> [Exercise instructions]
1 – Reproduce the passage on polyethylene modification word for word, from "(85) The above" to "on the HDPE.".
2 – Answer these questions using the passage on polyethylene modification:
(a) Which screw was used in the grafting process?
(b) Between what temperatures did the extruder barrel vary?
(c) Which compound served as the free radical initiator?
3 – Write the next part of the passage on polyethylene modification, continuing after its final sentence.

> [Source]
begin
Solvent-Based Reactive Modification of Polyethylene (PE)

(80) (a) Extrusion Screw Design

(81) The design of the extrusion screw used in the grafting process was found to be important for optimizing the mixing time and the level of chemistry taking place between the polymer reactants of a sample in the reaction zone, and minimizing degradation of the polymer reactants. As shown in FIG. 1, the screw (1) used was a Haake 25 mm Twin Screw (L/D 36) designed to comprise two mixing zones (2, 3) interspersed between conveyance regions (4, 5, 6). Each mixing zone in the screw used is made up of regions to facilitate forward, neutral and reverse mixing directions. In this way, the level of mixing between the polymer reactants was maximized, which maximized reaction between the polymer reactants, prior to the extraction zone (7).

(82) (b) Sample Preparation

(83) Various samples comprising the polyethylene PETRONAS Etilinas LL0209AA (LLDPE), maleic anhydride (MAH) (Sigma Aldrich) (as grafting agent), methyl ethyl ketone (MEK) (as solvent) (Sigma Aldrich) and tert-butyl peroxybenzoate (TBPB) (as free radical initiator) (LuperoxP from Sigma Aldrich) were prepared according to Table 1 below.

(84) TABLE-US-00001 TABLE 1 Sample compositions for modification of polyethylene with MAH in solvent-based system Sample TBPB (wt %) MAH (wt %) LLDPE in MEK (wt %.) 1 0 0 100 2 0 50 50 3 0.5 50 49.5 4 1 50 49 5 2 50 48 6 3.5 50 46.5
(c) Modification Process

(85) The above reactants were fed into the mixing zone (2), FIG. 1, of the extruder to allow the chemical reaction to proceed. The temperature was monitored throughout the process, and was observed to be relatively consistent, varying between 190 C. and 220 C. across the barrel of the extruder.

(86) (d) Results

(87) FIG. 2 compares the adhesion performance of an unmodified ETILINAS LL0209AA (LLDPE) polyethylene coupon with that of a modified ETILINAS LL0209AA (LLDPE) polyethylene coupon prepared as set out above in Table 1. FIG. 2a shows a clean smooth surface of an unmodified ETILINAS LL0209AA (LLDPE) polyethylene coupon while FIG. 2b shows cohesive failure of the modified ETILINAS LL0209AA (LLDPE) polyethylene coupon, as evidenced by the presence of LLDPE particles still remaining on the HDPE.
end
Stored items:
begin
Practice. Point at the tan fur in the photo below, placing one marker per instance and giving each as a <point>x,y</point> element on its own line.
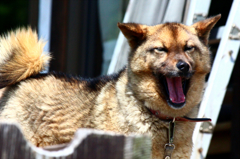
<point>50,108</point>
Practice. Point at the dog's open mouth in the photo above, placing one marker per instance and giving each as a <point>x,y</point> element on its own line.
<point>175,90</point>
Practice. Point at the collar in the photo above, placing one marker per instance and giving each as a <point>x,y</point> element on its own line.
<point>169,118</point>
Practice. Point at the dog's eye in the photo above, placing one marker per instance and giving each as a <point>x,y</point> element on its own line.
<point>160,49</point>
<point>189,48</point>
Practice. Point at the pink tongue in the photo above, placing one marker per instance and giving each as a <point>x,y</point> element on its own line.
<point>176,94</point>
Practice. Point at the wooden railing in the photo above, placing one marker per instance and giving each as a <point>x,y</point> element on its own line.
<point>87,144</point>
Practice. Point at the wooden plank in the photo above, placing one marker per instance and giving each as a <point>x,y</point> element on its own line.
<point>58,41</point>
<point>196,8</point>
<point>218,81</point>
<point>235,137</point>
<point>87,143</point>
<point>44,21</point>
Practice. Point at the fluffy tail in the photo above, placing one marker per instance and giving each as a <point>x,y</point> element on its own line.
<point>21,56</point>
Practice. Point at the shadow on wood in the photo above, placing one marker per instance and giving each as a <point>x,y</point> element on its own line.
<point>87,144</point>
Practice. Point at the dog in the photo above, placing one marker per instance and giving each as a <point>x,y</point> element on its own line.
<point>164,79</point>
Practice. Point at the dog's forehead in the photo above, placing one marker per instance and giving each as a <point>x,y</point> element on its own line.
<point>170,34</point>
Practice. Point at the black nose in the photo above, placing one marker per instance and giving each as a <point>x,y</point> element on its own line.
end
> [Exercise results]
1 –
(85) The above reactants were fed into the mixing zone (2), FIG. 1, of the extruder to allow the chemical reaction to proceed. The temperature was monitored throughout the process, and was observed to be relatively consistent, varying between 190 C. and 220 C. across the barrel of the extruder.

(86) (d) Results

(87) FIG. 2 compares the adhesion performance of an unmodified ETILINAS LL0209AA (LLDPE) polyethylene coupon with that of a modified ETILINAS LL0209AA (LLDPE) polyethylene coupon prepared as set out above in Table 1. FIG. 2a shows a clean smooth surface of an unmodified ETILINAS LL0209AA (LLDPE) polyethylene coupon while FIG. 2b shows cohesive failure of the modified ETILINAS LL0209AA (LLDPE) polyethylene coupon, as evidenced by the presence of LLDPE particles still remaining on the HDPE.

2 –
(a) A Haake 25 mm Twin Screw (L/D 36).
(b) Between 190 C. and 220 C.
(c) Tert-butyl peroxybenzoate (TBPB).

3 –
(88) FIG. 3 shows the peel test results for the samples 1 (unmodified), 3 (with 0.5 wt % initiator), 4 (with 1.0 wt % initiator) and 6 (with 3.5 wt % initiator) of Table 1 against the commercial benchmark, Fusabond EMB 100D. The MAH-modified samples 3, 4 and 6 displayed excellent adhesive properties that were comparable to (sample 6) or higher (samples 3 and 4) than that of the commercial benchmark. Hence, when 0.5 wt % or 1.0 wt % of initiator was used in combination with the optimal level of MAH, the polyethylene exhibited significantly higher adhesive strength than the commercial benchmark. In particular, when 1.0 wt % of the free radical initiator was added to the formulation, the peel strength increased significantly to more than 90 N/cm, which was double that of the commercial benchmark. In contrast, the unmodified polyethylene sample (sample 1) did not exhibit any adhesive properties.

Example 3

Solvent-Free Reactive Modification of Polyethylene (PE)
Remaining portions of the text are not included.